- Do this -
Give back the line where "Query: winter coat" appears and all the lines after it until the listing ends, unchanged and with nothing else.

- Material for the task -
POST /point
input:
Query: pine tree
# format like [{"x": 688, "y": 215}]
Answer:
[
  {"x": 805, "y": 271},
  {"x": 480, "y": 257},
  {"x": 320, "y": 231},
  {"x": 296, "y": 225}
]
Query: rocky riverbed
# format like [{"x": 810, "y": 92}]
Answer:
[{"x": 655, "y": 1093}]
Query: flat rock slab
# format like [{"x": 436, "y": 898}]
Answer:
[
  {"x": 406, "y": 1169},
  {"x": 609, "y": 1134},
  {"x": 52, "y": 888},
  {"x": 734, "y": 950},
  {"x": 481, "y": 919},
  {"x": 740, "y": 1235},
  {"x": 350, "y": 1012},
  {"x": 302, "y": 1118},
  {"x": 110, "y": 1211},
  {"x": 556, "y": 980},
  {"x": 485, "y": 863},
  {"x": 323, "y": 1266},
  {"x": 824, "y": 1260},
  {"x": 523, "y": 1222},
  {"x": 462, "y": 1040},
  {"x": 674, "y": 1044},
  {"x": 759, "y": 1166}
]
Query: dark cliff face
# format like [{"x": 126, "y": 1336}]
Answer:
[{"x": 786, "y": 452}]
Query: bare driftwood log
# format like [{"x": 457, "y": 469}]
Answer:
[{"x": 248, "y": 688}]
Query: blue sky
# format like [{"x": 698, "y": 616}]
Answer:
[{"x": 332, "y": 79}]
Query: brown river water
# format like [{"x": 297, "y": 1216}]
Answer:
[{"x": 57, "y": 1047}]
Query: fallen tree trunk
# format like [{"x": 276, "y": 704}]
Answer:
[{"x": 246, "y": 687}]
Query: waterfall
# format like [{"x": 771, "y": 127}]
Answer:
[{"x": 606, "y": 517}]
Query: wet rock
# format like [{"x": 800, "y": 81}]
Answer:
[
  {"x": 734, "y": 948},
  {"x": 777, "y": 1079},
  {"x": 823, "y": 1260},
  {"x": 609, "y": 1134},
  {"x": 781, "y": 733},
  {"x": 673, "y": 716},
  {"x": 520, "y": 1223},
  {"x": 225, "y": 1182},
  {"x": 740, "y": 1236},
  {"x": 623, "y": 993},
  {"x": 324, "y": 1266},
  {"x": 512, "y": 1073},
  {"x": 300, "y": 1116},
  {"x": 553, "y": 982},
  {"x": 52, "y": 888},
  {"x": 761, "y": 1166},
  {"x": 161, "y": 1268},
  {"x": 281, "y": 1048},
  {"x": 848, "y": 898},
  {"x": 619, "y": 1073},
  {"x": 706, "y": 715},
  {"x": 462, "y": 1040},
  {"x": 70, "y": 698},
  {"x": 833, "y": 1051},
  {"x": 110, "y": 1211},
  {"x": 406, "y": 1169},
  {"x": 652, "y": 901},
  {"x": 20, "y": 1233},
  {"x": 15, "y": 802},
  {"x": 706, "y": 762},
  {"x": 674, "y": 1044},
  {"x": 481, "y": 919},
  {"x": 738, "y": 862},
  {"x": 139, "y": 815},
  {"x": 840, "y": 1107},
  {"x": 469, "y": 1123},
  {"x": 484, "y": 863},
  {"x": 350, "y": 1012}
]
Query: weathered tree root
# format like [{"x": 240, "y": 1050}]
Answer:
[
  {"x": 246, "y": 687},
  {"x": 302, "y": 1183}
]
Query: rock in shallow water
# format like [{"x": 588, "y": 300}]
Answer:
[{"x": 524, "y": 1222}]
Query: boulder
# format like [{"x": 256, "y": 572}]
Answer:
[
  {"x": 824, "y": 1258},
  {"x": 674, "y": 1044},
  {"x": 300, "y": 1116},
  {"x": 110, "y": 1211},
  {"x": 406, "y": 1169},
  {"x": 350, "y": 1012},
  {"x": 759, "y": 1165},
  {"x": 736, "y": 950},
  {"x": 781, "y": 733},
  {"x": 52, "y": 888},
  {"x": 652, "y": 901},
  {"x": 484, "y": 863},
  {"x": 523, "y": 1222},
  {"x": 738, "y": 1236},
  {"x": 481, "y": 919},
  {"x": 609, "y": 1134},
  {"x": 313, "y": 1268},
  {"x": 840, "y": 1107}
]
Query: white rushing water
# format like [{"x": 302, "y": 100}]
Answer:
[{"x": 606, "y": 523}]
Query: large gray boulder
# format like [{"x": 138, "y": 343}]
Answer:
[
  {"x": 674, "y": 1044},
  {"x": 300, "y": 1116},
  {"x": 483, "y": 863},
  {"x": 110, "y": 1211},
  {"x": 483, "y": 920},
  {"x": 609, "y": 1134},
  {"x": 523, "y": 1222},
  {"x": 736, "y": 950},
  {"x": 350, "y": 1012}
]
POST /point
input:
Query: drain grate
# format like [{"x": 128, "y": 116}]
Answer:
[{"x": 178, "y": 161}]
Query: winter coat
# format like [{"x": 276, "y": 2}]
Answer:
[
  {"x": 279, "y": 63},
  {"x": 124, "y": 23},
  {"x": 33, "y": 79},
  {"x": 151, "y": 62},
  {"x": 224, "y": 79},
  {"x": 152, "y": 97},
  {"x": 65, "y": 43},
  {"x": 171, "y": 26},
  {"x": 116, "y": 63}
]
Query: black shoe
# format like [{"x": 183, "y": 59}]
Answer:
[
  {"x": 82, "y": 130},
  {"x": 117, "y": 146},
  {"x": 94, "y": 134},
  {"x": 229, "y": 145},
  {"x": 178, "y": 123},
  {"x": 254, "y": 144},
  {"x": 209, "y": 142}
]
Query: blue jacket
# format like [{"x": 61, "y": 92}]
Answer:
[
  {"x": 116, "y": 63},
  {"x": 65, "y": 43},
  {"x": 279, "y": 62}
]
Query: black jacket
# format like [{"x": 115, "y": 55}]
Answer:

- Answer to this exercise -
Query: winter coat
# format like [{"x": 276, "y": 2}]
Answer:
[
  {"x": 279, "y": 63},
  {"x": 124, "y": 23},
  {"x": 33, "y": 79},
  {"x": 151, "y": 62},
  {"x": 224, "y": 79},
  {"x": 152, "y": 97},
  {"x": 65, "y": 43},
  {"x": 171, "y": 26},
  {"x": 116, "y": 63}
]
Query: black shoe
# format like [{"x": 183, "y": 59}]
Answer:
[
  {"x": 82, "y": 130},
  {"x": 117, "y": 146},
  {"x": 94, "y": 134},
  {"x": 229, "y": 145},
  {"x": 178, "y": 123},
  {"x": 254, "y": 144},
  {"x": 209, "y": 142}
]
Query: blue jacket
# format like [{"x": 61, "y": 92}]
Answer:
[
  {"x": 116, "y": 63},
  {"x": 65, "y": 43},
  {"x": 279, "y": 62}
]
Query: black jacket
# format like [{"x": 115, "y": 55}]
Answer:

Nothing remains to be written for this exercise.